Saint Cadfan (), sometimes Anglicized as Gideon, was the 6th century founder-abbot of Tywyn (whose church is dedicated to him) and Bardsey, both in Gwynedd, Wales. He was said to have received the island of Bardsey from Saint Einion Frenin, king of Llŷn, around 516 and to have served as its abbot until 542.

Life and legacy 
Most of the information we have about Cadfan is from the awdl by Llywelyn the Bard in the 12th century. According to this he sailed from Brittany to Tywyn with 12 other saints, although some suggest that they came instead from Llanilltud Fawr.

A Breton nobleman, he was said to be the son of Eneas Ledewig (Aeneas of Brittany) and Gwen Teirbron (Gwen Three Breasts), daughter of Budic II of Brittany. He journeyed to Britain accompanied by the children of Ithel Hael o Lydaw (of Brittany): Baglan, Flewyn, Gredifael, Tanwg, Twrog, Tegai, Trillo, Tecwyn and Llechid. Other reputed followers include Maël and Ilar. Wade-Evans thought Kentinlau, who accompanied Cadfan to Ceredigion, should be identified with Cynllo. They may have fled the Franks.

SHORT PROBLEM 1 ->
Answer these questions using the passage on Saint Cadfan:
(a) From whom was Cadfan said to have received the island of Bardsey?
(b) Whose 12th-century awdl supplies most of what is known about Cadfan?
(c) Who was Cadfan's mother said to be?
SHORT PROBLEM 2 ->
Locate each line in the records containing the word "window", and copy those lines out.

(Named object pointing entries)
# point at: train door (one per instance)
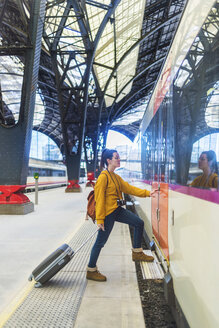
(159, 206)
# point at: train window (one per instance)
(181, 143)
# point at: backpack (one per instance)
(91, 205)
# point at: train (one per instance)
(182, 222)
(51, 174)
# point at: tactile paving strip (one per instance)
(56, 304)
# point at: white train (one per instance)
(183, 221)
(51, 174)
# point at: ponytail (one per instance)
(106, 154)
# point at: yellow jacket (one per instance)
(108, 189)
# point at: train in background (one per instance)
(51, 174)
(181, 222)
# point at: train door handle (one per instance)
(158, 214)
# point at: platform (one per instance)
(68, 300)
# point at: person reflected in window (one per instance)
(208, 164)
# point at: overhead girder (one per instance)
(160, 60)
(80, 95)
(149, 9)
(137, 43)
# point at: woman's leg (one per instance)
(133, 220)
(128, 217)
(101, 240)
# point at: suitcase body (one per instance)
(51, 265)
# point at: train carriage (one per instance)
(182, 220)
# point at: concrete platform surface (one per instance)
(26, 240)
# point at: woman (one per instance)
(108, 197)
(208, 164)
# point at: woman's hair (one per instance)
(106, 154)
(211, 156)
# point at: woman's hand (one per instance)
(101, 226)
(152, 193)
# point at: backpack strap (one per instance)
(106, 178)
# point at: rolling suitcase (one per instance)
(54, 263)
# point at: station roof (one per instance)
(133, 42)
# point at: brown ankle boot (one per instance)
(141, 256)
(95, 275)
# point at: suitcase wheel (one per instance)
(38, 285)
(30, 278)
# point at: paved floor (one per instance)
(26, 240)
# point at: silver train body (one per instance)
(183, 221)
(51, 174)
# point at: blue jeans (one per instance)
(119, 215)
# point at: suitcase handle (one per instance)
(78, 249)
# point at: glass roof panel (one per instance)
(11, 80)
(128, 23)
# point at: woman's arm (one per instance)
(131, 190)
(100, 198)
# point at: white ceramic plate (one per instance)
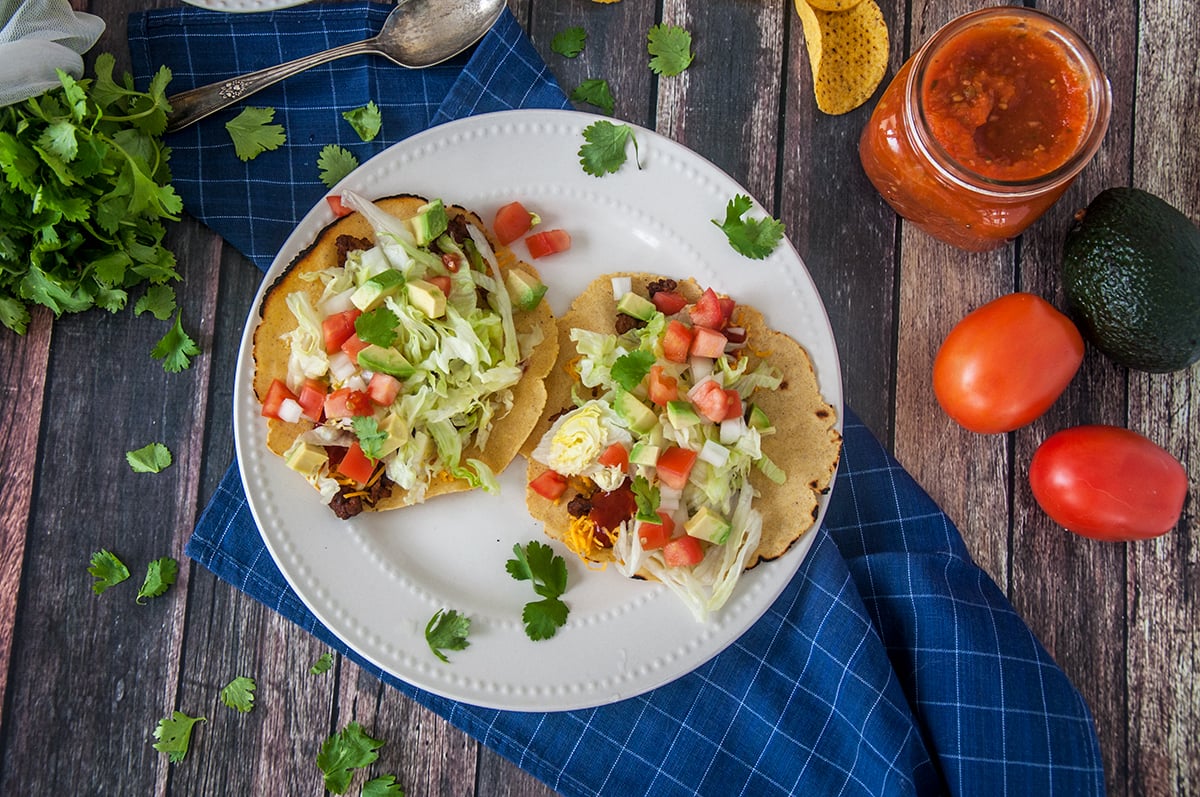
(376, 580)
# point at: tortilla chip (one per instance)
(271, 349)
(847, 51)
(807, 444)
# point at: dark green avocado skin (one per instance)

TASK SOLUTION 1 ->
(a) Saint Einion Frenin, king of Llŷn.
(b) Llywelyn the Bard's.
(c) Gwen Teirbron (Gwen Three Breasts), daughter of Budic II of Brittany.

TASK SOLUTION 2 ->
# point at: train window (one per instance)
# point at: person reflected in window (one per instance)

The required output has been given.